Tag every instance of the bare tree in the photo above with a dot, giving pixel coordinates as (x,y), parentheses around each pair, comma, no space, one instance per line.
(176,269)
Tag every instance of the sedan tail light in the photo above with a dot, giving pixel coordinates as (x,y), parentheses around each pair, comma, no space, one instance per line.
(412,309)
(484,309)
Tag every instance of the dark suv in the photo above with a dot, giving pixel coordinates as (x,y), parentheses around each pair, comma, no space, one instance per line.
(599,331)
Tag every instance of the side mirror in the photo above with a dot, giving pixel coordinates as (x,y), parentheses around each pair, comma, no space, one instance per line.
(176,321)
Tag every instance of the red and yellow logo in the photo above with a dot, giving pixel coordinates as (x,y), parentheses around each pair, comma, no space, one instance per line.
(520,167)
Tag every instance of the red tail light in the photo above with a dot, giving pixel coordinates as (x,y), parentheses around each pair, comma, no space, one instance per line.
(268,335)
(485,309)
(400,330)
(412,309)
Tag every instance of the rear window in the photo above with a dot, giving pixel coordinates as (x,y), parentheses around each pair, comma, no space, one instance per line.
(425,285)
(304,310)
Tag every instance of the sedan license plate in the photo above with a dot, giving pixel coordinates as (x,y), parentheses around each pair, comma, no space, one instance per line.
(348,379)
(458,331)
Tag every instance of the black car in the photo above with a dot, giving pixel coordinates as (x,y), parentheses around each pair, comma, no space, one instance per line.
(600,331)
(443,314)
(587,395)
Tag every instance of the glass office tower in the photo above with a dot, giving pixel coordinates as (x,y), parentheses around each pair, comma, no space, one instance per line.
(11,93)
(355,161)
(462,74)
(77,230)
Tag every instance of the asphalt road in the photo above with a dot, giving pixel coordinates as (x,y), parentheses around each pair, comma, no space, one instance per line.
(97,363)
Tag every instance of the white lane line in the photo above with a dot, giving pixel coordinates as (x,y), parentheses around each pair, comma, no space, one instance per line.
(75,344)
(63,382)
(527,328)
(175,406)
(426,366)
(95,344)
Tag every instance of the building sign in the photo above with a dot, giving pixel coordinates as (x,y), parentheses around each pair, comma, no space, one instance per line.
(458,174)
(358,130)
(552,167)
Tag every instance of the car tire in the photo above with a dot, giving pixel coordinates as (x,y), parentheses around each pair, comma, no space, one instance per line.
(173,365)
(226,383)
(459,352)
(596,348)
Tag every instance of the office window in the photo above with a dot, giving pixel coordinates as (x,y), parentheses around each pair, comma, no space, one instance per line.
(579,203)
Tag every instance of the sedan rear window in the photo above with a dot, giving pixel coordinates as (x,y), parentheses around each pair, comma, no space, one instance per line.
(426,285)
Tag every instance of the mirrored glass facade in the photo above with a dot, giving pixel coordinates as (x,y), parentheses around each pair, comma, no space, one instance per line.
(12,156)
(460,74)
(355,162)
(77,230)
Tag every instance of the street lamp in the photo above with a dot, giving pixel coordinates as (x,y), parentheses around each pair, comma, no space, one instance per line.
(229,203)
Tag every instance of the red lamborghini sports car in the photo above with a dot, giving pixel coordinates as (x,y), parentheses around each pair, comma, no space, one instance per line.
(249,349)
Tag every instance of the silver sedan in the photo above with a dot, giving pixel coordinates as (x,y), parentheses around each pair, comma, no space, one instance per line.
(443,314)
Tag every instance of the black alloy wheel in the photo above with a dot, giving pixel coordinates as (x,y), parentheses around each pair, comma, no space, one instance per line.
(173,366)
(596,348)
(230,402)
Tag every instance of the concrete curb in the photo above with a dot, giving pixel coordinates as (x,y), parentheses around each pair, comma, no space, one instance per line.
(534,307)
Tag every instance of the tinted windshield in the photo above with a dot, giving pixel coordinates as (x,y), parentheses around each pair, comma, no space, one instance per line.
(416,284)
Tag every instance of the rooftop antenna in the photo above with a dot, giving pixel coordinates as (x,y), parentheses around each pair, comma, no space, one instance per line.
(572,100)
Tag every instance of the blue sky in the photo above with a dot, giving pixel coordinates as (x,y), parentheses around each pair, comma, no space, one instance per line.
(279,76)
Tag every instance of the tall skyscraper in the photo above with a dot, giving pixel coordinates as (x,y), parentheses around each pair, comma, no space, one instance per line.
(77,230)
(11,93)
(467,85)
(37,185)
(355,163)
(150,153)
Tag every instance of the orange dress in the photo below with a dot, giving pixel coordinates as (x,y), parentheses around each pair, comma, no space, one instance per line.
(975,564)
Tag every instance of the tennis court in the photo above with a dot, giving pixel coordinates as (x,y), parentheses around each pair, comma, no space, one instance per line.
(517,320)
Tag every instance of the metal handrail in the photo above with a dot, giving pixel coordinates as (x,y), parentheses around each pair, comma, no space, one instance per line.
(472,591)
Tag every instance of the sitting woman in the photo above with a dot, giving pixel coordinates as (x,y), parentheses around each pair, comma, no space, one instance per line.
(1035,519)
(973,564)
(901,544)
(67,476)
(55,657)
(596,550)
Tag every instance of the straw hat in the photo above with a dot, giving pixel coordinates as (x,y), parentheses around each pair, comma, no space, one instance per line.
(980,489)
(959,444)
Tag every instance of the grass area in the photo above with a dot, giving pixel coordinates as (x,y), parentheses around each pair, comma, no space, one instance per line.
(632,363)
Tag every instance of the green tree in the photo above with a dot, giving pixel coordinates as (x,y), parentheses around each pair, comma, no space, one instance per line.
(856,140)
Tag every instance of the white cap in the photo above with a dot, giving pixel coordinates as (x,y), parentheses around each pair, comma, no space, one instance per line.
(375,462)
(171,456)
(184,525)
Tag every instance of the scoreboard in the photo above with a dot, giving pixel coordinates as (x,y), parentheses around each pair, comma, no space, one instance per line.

### Set exercise
Reproduce every one of the records above verbatim, in the order they appear.

### Correct answer
Tag every instance of the bare tree in the photo above with a dot, giving pixel coordinates as (x,y), parentheses around each pair, comma, no space, one instance per line.
(176,269)
Tag every instance of the sedan tail light in the photo above with a dot, giving pixel coordinates as (x,y), parentheses around each pair, comma, no space, one instance per line.
(412,309)
(484,309)
Tag every instance of the dark suv in the photo above with a dot, giving pixel coordinates as (x,y), parentheses around each pair, comma, no space, one instance per line.
(599,331)
Tag every instance of the side mirror in the photo above with a dot, giving pixel coordinates as (x,y), parentheses around each pair, comma, no space, one instance per line.
(176,321)
Tag every instance of the red and yellow logo in the photo above with a dot, giving pixel coordinates as (x,y), parentheses around each pair, comma, no space, one instance per line.
(520,167)
Tag every instance of the red tail light in the photo above with a dot, giving pixel coordinates as (x,y), parentheses around each pair, comma, no space, one instance per line.
(268,335)
(485,309)
(400,330)
(412,309)
Tag every instance of the rear window in the photo above with a dot, giving pixel coordinates as (x,y), parentheses around each pair, comma, no space, one instance per line.
(425,285)
(304,310)
Tag every instance of the sedan license plate in the photo above with a dot, giving pixel coordinates as (x,y), parentheses around each pair, comma, no space, one instance per line.
(348,379)
(458,331)
Tag every instance of the black car in the photo above with a dot, giving pixel coordinates as (x,y), parentheses around each pair, comma, no space, one instance per line.
(600,331)
(443,314)
(587,395)
Tag every instance of the glass office tower in the photo above with a dot, giving pixel coordinates as (x,y), parentheses around each pair, comma, no space, one instance per line.
(11,93)
(355,161)
(462,74)
(77,230)
Tag every instance of the asphalt road in the photo above with a dot, giving pixel coordinates as (x,y), parentheses around each pair, comma, no space, one instance per line.
(97,363)
Tag every instance of the white lane line in the photo above with a dot, giving pixel coordinates as (x,y), parentheses around each pair, comma, no space, one instance per line.
(75,344)
(63,382)
(527,328)
(175,406)
(426,366)
(95,344)
Tag every instance of the building sign in the photo above with a dot, giving pixel coordinates as (x,y), parentheses around each pair, comma, no space, one instance per line.
(458,174)
(358,130)
(552,167)
Tag every instance of the car tire in the photo above with a dot, giving pixel coordinates as (x,y), parentheses around each pair, comma, no space, one instance per line.
(173,365)
(226,383)
(459,352)
(596,348)
Tag every instance of the office window in the photo above with a dot, giving pixel coordinates as (x,y), parentheses around each pair, comma, no space, one instance per line.
(579,203)
Tag every instance of the sedan rear window in the photo above with a dot, giving pixel coordinates as (x,y), parentheses around each pair, comma, no space, one instance per line.
(426,285)
Tag every instance of the mirrored glass facade in the photo above with a dot, giving pixel coordinates as (x,y), parentheses around each pair, comma, no space, one instance per line.
(12,156)
(460,74)
(355,162)
(77,230)
Tag every instance of the street lamp in the photo above with a dot, giving pixel coordinates as (x,y), parentheses around each pair, comma, no space, one instance per line.
(229,203)
Tag every instance of the red lamborghini sports car in the photo above with a dot, giving pixel coordinates as (x,y), parentheses around each pair, comma, no space, one instance per line.
(249,349)
Tag every instance of the silver sedan in the photo above with a dot, giving pixel coordinates as (x,y), parentheses around each pair, comma, no space, one instance per line.
(443,314)
Tag every instance of the black alloy wheel in the photo above with a dot, giving pixel coordinates as (x,y), parentheses around each pair, comma, no space, one instance per line.
(173,366)
(596,348)
(230,402)
Tag every instance of the concrete curb in the photo above with a dot, giving pixel coordinates as (x,y), parentheses around each pair, comma, no space, one instance per line.
(534,307)
Tag every instance of the tinted windshield in the photo above with a dot, giving pixel coordinates as (x,y), parentheses around each pair, comma, no space, one instance per line.
(416,284)
Tag every instance of the rooftop antenna in the photo above with a dot, giving pixel coordinates as (x,y), parentheses around each pair, comma, no space, one instance per line.
(572,100)
Tag every instance of the blue sky in the photo above with a dot, giving pixel coordinates as (x,y), parentheses around each pair, comma, no space, one instance per line.
(279,76)
Tag every instance of the tall skyscraper in the photo above with a dot, giving pixel coordinates as (x,y), parentheses around each pair, comma, no space, one instance per line.
(77,230)
(11,93)
(467,85)
(37,185)
(355,163)
(150,153)
Tag every instance of the orange dress in the photo below with a dot, giving pixel coordinates as (x,y), parentheses around each pair, comma, no space, one instance per line.
(975,564)
Tag every instance of the tennis court in the photo above with a dot, giving pixel coordinates as (x,y), parentheses around each pair, comma, no space, one instance per line.
(517,320)
Tag every instance of the metal handrail in the photo above with a dot, giving pixel coordinates as (x,y), parentheses around each pair, comma, no space, one instance per line.
(472,591)
Tag every instance of the sitting woman in the photo above with a dot, giving pixel coordinates as (x,y), parentheses around each pair, comma, no space, one instance per line.
(1035,519)
(973,564)
(901,544)
(67,476)
(55,657)
(596,550)
Tag every instance of the straw hat in the photo above with a dot, giving pixel coordinates as (x,y), parentheses around each pair, comma, no space, one instance per line.
(980,489)
(959,444)
Tag every instance of the grass area in the photo above with a dot, giving pixel coordinates as (x,y), parentheses around each pair, comma, no space, one instance per line.
(632,363)
Tag every instance of the green tree in the photo above with a dot, giving pixel coordinates as (x,y), parentheses around each pair, comma, no space, one instance per line.
(856,140)
Tag every instance of the white cap in the photo above with a dot, giving pixel coordinates as (x,y), parentheses around each pair, comma, no space, one instance per line.
(375,462)
(171,456)
(184,525)
Tag every instance of the scoreboard in the photo above with a dot, giving pixel coordinates as (x,y), parentheses around each pair, comma, no space, one instance per line.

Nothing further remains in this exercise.